* SHORT TASK
Reproduce all the records below in full, requests included, multiplying every bounding-box coordinate in the answers by 2.55 and rounding each result to a whole number, with halves rounded up.

________________________________________

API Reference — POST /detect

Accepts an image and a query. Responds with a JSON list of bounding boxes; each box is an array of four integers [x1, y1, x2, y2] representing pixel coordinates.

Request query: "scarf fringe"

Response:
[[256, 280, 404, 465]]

________________________________________

* ANSWER BELOW
API Reference — POST /detect

Accepts an image and a query. Responds with a JSON list of bounding boxes; each box is an array of four integers [x1, y1, x2, y2] representing pixel coordinates.

Request query: "scarf fringe"

Response:
[[653, 714, 1030, 1186]]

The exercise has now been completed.